● **Work item**: Beginning with the line that mentions "Locate the blue", reproduce every line through the last line of the entries, exactly, and only those.

Segment Start: Records to use

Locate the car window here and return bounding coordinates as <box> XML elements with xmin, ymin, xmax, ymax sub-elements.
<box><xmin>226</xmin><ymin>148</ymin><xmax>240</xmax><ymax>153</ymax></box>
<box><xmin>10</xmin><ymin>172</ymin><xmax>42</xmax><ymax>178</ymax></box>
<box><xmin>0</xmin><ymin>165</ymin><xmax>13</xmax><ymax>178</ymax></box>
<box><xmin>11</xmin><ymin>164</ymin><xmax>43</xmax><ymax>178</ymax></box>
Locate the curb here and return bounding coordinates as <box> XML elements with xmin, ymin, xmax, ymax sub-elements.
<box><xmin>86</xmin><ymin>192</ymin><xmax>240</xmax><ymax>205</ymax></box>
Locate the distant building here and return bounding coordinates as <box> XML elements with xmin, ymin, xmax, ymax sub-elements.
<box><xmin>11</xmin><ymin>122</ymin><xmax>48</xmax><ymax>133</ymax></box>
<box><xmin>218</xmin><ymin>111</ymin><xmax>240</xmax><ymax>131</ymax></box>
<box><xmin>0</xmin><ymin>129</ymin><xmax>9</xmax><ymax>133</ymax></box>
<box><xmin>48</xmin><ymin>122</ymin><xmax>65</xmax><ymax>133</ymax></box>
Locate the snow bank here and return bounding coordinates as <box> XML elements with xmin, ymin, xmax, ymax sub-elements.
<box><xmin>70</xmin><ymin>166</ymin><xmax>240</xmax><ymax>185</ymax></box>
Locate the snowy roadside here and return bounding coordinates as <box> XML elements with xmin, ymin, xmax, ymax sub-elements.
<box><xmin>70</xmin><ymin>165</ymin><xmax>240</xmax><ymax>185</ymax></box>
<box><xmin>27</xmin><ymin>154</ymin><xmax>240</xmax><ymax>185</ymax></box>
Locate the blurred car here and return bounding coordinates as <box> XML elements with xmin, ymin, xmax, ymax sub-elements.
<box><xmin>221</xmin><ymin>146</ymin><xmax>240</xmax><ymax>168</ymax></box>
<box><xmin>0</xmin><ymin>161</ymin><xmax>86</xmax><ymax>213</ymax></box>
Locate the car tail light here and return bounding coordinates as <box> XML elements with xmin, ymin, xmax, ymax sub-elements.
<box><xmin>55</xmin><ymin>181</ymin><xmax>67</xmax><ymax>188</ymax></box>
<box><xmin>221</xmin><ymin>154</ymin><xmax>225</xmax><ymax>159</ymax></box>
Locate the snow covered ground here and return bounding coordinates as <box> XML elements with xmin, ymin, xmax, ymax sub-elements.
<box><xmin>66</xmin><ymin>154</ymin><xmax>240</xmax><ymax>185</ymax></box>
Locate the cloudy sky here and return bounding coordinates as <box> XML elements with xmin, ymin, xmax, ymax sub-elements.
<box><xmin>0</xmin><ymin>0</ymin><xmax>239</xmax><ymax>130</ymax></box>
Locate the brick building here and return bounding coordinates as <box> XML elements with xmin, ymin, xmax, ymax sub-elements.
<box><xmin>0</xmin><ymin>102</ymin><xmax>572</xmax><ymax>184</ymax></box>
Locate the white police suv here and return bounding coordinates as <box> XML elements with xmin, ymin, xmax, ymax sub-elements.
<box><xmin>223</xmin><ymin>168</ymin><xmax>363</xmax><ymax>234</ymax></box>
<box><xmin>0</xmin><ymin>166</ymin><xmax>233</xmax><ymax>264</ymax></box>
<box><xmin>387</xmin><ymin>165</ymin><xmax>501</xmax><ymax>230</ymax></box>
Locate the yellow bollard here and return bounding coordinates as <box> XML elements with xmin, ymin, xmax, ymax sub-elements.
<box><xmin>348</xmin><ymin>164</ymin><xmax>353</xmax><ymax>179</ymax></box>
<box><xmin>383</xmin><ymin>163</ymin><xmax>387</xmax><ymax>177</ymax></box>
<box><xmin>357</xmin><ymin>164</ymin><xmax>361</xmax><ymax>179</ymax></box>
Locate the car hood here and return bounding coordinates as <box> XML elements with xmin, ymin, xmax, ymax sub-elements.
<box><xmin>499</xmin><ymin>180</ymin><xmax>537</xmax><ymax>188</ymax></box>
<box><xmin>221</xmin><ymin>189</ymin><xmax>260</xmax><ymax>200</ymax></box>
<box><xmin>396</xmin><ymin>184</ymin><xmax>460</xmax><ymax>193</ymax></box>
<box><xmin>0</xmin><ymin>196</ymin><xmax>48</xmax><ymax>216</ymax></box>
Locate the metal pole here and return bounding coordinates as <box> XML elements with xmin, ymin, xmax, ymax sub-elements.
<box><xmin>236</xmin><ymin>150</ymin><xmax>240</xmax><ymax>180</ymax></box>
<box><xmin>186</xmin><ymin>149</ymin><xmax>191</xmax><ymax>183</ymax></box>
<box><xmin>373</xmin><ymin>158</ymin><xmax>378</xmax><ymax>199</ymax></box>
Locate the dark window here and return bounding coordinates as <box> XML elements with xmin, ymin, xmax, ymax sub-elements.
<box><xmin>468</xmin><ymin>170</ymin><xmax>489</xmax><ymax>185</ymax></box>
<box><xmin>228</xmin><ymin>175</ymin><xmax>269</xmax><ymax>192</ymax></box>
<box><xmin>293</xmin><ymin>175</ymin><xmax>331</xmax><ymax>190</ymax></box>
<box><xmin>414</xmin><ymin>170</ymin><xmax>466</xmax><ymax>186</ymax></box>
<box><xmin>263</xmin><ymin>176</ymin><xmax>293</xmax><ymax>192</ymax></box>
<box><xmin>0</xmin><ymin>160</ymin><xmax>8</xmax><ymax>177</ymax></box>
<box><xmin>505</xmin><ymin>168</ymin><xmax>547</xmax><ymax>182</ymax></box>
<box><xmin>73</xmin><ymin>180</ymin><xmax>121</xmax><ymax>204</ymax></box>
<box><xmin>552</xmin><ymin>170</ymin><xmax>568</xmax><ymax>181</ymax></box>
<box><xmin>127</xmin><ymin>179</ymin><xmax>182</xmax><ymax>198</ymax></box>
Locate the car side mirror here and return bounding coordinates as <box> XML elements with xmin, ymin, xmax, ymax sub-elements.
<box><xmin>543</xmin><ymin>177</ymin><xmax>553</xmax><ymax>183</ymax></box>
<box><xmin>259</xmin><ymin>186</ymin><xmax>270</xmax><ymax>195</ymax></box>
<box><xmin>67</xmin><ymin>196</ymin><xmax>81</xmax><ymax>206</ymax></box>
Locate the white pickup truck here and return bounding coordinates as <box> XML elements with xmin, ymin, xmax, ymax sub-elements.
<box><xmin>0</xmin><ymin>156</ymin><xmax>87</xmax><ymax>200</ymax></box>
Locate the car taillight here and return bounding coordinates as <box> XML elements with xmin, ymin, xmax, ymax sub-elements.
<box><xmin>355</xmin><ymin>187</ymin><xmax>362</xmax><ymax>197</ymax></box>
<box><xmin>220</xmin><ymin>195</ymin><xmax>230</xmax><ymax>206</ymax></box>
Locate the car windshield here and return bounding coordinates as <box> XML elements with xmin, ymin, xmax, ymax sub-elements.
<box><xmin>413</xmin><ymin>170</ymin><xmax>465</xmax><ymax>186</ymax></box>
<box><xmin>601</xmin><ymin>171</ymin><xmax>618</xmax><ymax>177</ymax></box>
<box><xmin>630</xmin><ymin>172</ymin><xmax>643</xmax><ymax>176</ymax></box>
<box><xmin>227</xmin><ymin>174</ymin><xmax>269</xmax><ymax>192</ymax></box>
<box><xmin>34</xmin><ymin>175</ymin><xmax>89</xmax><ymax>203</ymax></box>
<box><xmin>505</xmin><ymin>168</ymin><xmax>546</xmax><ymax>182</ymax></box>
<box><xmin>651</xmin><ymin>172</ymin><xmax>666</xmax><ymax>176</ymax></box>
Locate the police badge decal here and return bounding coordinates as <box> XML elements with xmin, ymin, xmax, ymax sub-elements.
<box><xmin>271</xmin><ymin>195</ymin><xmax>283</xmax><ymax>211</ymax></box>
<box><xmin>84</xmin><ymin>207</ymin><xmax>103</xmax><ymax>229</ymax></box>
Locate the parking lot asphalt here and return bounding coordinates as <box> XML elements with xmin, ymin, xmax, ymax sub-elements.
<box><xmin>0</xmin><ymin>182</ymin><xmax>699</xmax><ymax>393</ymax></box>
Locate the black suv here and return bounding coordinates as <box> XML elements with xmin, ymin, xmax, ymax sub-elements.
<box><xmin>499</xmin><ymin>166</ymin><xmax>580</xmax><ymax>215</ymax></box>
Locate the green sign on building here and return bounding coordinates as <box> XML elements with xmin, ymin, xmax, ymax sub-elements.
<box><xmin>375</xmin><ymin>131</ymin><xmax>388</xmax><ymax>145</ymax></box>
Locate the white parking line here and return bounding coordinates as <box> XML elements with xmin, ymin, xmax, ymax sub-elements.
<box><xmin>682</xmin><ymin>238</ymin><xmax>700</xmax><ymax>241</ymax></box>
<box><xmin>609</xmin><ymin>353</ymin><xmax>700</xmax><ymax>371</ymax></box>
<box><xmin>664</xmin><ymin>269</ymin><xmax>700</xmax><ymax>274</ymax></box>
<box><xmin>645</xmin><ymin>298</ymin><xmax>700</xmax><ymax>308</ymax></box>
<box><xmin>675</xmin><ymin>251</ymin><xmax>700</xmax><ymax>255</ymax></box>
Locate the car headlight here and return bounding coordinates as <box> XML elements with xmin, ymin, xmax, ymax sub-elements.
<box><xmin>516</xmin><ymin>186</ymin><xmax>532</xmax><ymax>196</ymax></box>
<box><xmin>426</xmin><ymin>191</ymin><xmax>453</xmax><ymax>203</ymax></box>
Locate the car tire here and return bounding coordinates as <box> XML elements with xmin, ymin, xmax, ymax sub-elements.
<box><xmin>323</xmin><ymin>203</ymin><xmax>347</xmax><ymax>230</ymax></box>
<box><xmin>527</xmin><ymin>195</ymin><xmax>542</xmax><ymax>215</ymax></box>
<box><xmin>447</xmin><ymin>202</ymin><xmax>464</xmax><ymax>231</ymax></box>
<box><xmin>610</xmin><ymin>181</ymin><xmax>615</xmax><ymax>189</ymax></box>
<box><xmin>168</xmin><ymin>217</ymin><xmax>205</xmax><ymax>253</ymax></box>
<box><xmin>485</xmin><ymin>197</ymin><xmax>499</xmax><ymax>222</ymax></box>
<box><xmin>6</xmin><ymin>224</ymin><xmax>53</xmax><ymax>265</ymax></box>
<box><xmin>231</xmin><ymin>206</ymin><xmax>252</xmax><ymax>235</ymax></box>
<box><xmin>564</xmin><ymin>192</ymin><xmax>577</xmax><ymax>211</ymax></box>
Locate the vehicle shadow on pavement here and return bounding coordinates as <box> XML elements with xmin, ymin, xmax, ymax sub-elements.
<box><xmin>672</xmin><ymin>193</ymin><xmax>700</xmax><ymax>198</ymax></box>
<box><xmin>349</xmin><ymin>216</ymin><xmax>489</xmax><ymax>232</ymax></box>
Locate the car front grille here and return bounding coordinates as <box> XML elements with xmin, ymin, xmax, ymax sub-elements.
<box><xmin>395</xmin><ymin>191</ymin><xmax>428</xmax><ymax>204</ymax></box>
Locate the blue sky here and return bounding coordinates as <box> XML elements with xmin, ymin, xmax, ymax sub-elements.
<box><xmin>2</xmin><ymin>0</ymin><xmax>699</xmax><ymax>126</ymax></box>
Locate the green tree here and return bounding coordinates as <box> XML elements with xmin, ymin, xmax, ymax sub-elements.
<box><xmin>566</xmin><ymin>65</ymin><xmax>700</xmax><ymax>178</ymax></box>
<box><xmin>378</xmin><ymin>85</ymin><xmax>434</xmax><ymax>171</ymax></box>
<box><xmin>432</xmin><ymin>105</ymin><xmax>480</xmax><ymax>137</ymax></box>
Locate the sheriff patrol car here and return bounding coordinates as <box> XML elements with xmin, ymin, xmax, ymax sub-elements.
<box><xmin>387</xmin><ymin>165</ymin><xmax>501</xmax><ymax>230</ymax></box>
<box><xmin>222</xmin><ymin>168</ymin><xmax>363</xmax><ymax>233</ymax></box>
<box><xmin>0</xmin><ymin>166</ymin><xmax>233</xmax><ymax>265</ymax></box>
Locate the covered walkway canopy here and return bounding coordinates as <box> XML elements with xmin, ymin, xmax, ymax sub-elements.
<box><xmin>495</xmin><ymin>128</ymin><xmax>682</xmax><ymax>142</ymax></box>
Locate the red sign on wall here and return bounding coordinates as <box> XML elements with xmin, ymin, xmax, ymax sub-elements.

Segment End: Records to use

● **Response to the task**:
Locate the blue sky here and return bounding coordinates as <box> XML elements with xmin, ymin, xmax, ymax sub-elements.
<box><xmin>2</xmin><ymin>0</ymin><xmax>699</xmax><ymax>126</ymax></box>
Locate the green tree here and return bounding coordinates as <box> XML elements with xmin, ymin, xmax, ymax sub-elements.
<box><xmin>566</xmin><ymin>65</ymin><xmax>700</xmax><ymax>178</ymax></box>
<box><xmin>378</xmin><ymin>85</ymin><xmax>434</xmax><ymax>171</ymax></box>
<box><xmin>432</xmin><ymin>105</ymin><xmax>480</xmax><ymax>137</ymax></box>
Locate the sheriff patrol car here and return bounding coordinates as <box> XML elements with xmin, ymin, xmax, ymax sub-elements.
<box><xmin>387</xmin><ymin>165</ymin><xmax>501</xmax><ymax>230</ymax></box>
<box><xmin>222</xmin><ymin>168</ymin><xmax>363</xmax><ymax>233</ymax></box>
<box><xmin>0</xmin><ymin>166</ymin><xmax>233</xmax><ymax>265</ymax></box>
Locate the covered walkway canopy here and return bounding coordinates as <box> XML elements with xmin, ymin, xmax, ymax sub-elements.
<box><xmin>495</xmin><ymin>128</ymin><xmax>682</xmax><ymax>142</ymax></box>
Locate the red sign on wall here and return bounding coordinates as <box> XML elements with xmin, ymin, xmax, ymax sub-elements.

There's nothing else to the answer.